Task description:
Repeat the material below character for character, leaving out the pictures.

Input material:
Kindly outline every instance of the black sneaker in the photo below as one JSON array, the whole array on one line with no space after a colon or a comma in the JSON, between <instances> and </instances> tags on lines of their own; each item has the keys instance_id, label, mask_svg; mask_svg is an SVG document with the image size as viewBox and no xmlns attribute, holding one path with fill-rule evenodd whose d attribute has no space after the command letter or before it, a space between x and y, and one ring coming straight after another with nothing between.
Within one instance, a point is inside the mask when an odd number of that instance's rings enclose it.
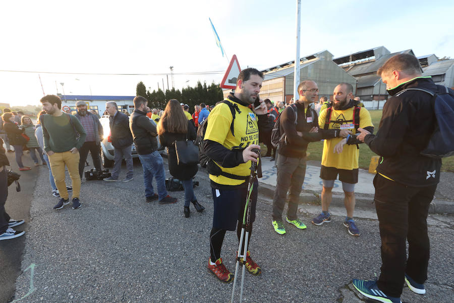
<instances>
[{"instance_id":1,"label":"black sneaker","mask_svg":"<svg viewBox=\"0 0 454 303\"><path fill-rule=\"evenodd\" d=\"M149 203L150 202L152 202L153 201L154 201L155 200L157 200L159 198L159 196L158 196L157 194L156 194L155 193L153 193L153 195L150 196L149 197L146 197L146 198L147 198L147 203Z\"/></svg>"},{"instance_id":2,"label":"black sneaker","mask_svg":"<svg viewBox=\"0 0 454 303\"><path fill-rule=\"evenodd\" d=\"M73 199L73 209L75 210L76 209L80 208L82 206L82 204L80 203L80 201L79 200L79 198L74 198Z\"/></svg>"},{"instance_id":3,"label":"black sneaker","mask_svg":"<svg viewBox=\"0 0 454 303\"><path fill-rule=\"evenodd\" d=\"M53 209L61 210L65 205L68 205L68 204L69 204L69 199L60 198L60 199L59 200L59 203L53 207Z\"/></svg>"},{"instance_id":4,"label":"black sneaker","mask_svg":"<svg viewBox=\"0 0 454 303\"><path fill-rule=\"evenodd\" d=\"M172 203L176 203L178 200L178 199L177 198L173 198L169 195L167 195L163 199L159 200L159 204L172 204Z\"/></svg>"},{"instance_id":5,"label":"black sneaker","mask_svg":"<svg viewBox=\"0 0 454 303\"><path fill-rule=\"evenodd\" d=\"M3 234L0 234L0 240L8 240L20 237L25 233L25 231L15 230L11 228L7 229Z\"/></svg>"},{"instance_id":6,"label":"black sneaker","mask_svg":"<svg viewBox=\"0 0 454 303\"><path fill-rule=\"evenodd\" d=\"M23 220L14 220L12 219L8 222L8 227L14 227L15 226L20 225L24 222Z\"/></svg>"}]
</instances>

Task output:
Kindly outline every instance of the black sneaker in the photo below as one JSON array, the whole array on one line with no space after a colon or a comma in the JSON, between <instances> and </instances> tags on lines of their own; each item has the keys instance_id, label, mask_svg; mask_svg is an SVG document with the image size as viewBox and no xmlns attribute, holding one path with fill-rule evenodd whose d attribute has no space after the command letter or before it, a space between x and y, and one ring coming straight after another with nothing between.
Within one instance, a point is inside the mask when an odd number of that instance's rings enclose it.
<instances>
[{"instance_id":1,"label":"black sneaker","mask_svg":"<svg viewBox=\"0 0 454 303\"><path fill-rule=\"evenodd\" d=\"M149 203L150 202L152 202L153 201L154 201L155 200L157 200L159 198L159 196L158 196L157 194L156 194L155 193L153 193L153 195L150 196L149 197L146 197L146 198L147 198L147 203Z\"/></svg>"},{"instance_id":2,"label":"black sneaker","mask_svg":"<svg viewBox=\"0 0 454 303\"><path fill-rule=\"evenodd\" d=\"M73 199L73 209L75 210L76 209L80 208L82 206L82 204L80 203L80 201L79 200L79 198L74 198Z\"/></svg>"},{"instance_id":3,"label":"black sneaker","mask_svg":"<svg viewBox=\"0 0 454 303\"><path fill-rule=\"evenodd\" d=\"M53 209L61 210L65 205L68 205L68 204L69 204L69 199L60 198L60 199L59 200L59 203L53 207Z\"/></svg>"},{"instance_id":4,"label":"black sneaker","mask_svg":"<svg viewBox=\"0 0 454 303\"><path fill-rule=\"evenodd\" d=\"M172 203L176 203L178 200L178 199L177 198L173 198L169 195L167 195L163 199L159 200L159 204L172 204Z\"/></svg>"},{"instance_id":5,"label":"black sneaker","mask_svg":"<svg viewBox=\"0 0 454 303\"><path fill-rule=\"evenodd\" d=\"M3 234L0 234L0 240L8 240L20 237L25 233L25 231L15 230L11 228L7 229Z\"/></svg>"},{"instance_id":6,"label":"black sneaker","mask_svg":"<svg viewBox=\"0 0 454 303\"><path fill-rule=\"evenodd\" d=\"M23 220L14 220L12 219L8 222L8 227L14 227L15 226L20 225L24 222Z\"/></svg>"}]
</instances>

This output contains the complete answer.